[DIRECTIONS FOR THIS TASK] Please rewrite the entries below, starting at the line containing "Confirm that each instance of the tree trunk" and ending at the last line of the entries, including each instruction line. Shift every x and y coordinate in the answers up by 32.

※

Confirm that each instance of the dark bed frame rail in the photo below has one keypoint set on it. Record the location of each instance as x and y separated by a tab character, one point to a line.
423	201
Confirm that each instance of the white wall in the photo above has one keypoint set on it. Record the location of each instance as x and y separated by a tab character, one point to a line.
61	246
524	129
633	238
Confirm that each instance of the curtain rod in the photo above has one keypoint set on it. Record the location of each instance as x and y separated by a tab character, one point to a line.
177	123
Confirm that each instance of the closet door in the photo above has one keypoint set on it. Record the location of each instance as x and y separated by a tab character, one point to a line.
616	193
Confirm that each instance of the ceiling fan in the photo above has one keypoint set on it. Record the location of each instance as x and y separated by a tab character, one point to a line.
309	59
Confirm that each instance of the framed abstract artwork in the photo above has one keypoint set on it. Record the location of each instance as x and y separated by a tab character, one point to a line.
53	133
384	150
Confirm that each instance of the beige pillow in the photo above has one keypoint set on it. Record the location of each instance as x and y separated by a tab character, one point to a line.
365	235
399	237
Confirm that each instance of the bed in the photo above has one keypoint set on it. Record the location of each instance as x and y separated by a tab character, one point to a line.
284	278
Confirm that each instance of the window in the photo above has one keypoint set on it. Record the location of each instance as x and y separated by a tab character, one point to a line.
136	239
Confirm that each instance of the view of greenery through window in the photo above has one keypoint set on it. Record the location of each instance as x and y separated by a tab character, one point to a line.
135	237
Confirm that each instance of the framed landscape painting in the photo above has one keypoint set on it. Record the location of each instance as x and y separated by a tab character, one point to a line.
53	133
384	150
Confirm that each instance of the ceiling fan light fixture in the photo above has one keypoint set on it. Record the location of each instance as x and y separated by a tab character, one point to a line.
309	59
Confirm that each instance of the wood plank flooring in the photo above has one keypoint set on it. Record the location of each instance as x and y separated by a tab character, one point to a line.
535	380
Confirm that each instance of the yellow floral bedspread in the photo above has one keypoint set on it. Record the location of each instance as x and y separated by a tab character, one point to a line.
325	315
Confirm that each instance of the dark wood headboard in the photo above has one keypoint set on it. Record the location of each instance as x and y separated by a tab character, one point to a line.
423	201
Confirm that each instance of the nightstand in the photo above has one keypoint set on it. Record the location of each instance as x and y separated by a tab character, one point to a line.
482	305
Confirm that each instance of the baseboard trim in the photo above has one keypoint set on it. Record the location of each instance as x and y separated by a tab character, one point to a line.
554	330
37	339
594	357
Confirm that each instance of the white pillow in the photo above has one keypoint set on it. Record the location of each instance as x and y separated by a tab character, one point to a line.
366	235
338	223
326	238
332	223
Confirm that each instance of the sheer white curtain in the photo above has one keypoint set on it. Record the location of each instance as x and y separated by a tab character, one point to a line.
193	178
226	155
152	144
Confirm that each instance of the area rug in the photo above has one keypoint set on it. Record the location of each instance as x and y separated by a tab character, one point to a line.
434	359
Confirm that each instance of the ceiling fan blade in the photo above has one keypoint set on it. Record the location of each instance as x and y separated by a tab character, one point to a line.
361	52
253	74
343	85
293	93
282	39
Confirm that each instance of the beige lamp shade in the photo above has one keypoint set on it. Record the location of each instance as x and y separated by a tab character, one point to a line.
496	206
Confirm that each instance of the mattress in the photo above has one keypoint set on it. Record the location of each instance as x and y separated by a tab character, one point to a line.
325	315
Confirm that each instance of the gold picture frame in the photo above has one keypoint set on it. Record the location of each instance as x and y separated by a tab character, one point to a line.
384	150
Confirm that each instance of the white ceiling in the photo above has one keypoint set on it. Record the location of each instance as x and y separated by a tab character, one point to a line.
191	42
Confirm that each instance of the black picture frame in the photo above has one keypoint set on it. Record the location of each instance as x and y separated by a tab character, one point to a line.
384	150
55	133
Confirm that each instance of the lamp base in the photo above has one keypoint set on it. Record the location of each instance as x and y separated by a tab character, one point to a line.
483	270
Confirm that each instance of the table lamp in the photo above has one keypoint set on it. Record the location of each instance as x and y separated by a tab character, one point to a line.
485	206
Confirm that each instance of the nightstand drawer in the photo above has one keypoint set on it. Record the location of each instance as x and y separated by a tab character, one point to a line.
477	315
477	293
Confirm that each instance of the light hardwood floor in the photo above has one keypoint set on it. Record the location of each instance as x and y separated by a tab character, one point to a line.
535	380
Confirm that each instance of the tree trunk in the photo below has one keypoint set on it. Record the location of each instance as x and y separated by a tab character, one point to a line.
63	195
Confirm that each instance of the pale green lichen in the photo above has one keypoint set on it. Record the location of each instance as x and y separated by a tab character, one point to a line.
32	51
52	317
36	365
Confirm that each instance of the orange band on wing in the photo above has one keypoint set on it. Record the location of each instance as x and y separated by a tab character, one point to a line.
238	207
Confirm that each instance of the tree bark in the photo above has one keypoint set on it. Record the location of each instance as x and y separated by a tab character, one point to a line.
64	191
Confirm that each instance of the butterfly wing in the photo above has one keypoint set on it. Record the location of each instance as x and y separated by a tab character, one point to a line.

※

[SOLUTION]
Confirm that each instance of the tree trunk in the photo below has one keypoint set on it. Record the location of each instance as x and y separated by a tab character, one point to a line.
95	227
Confirm that each instance of the pale green lichen in the photo above has one keypoint set on it. Record the location of each instance as x and y separated by a tab character, one point to a line.
64	83
84	349
68	397
Confirm that each instance of the orange band on wing in the photo above has one keypoint set on it. Record the location of each instance as x and y separated by a tab character, one point to a line.
270	239
Confirm that each instance of the tree bark in the photo above has one keypoint set on it. Record the location of each instance as x and y separated by a tab character, one point to a line.
96	223
Confirm that each instance of the butterfly wing in the photo above has one keypoint set on it. Record the location of each instance as x and y separated by a tab character, one point to a line.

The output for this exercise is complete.